== Records ==

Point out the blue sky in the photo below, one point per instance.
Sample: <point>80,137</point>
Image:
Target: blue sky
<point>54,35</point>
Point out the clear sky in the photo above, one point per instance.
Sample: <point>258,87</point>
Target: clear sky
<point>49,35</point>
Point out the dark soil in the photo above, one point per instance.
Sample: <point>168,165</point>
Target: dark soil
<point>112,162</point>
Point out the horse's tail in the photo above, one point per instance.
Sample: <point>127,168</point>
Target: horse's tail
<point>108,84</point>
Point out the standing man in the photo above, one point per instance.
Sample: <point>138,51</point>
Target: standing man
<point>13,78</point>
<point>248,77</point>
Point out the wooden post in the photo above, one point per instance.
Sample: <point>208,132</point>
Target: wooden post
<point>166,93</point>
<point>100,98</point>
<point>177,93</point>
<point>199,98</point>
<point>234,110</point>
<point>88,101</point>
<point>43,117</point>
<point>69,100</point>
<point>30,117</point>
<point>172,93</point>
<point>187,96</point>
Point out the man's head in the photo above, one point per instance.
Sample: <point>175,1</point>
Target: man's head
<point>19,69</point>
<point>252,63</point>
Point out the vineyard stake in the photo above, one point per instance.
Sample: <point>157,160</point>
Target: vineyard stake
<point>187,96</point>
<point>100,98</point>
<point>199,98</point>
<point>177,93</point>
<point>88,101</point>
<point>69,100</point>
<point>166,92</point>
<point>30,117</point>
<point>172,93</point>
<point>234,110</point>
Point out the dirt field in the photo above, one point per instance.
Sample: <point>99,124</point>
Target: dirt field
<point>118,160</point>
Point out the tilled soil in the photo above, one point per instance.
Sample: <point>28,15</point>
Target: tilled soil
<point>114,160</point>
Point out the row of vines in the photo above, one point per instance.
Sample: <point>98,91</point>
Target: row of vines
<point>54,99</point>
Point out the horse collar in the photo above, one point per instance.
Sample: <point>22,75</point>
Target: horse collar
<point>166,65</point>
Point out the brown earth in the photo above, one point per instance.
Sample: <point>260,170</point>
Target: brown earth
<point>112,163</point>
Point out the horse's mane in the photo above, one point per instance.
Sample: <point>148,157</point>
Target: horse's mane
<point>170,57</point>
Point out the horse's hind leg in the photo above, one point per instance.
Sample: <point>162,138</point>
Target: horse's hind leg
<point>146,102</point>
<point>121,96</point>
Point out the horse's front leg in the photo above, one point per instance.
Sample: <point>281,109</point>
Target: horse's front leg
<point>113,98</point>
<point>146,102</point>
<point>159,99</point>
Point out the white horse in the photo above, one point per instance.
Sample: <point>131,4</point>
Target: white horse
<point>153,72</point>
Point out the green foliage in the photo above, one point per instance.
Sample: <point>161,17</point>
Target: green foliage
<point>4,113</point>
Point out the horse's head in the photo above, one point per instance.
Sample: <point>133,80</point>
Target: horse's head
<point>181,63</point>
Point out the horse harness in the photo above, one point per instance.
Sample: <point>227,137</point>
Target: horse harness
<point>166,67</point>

===
== Records ==

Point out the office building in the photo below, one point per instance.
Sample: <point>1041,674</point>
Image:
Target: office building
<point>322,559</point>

===

• [What to produce]:
For this exercise, return every line from the data that holds the string "below".

• [Response box]:
Point out the blue sky in the photo below, one point per instance.
Point out the office building in the photo below, one point per instance.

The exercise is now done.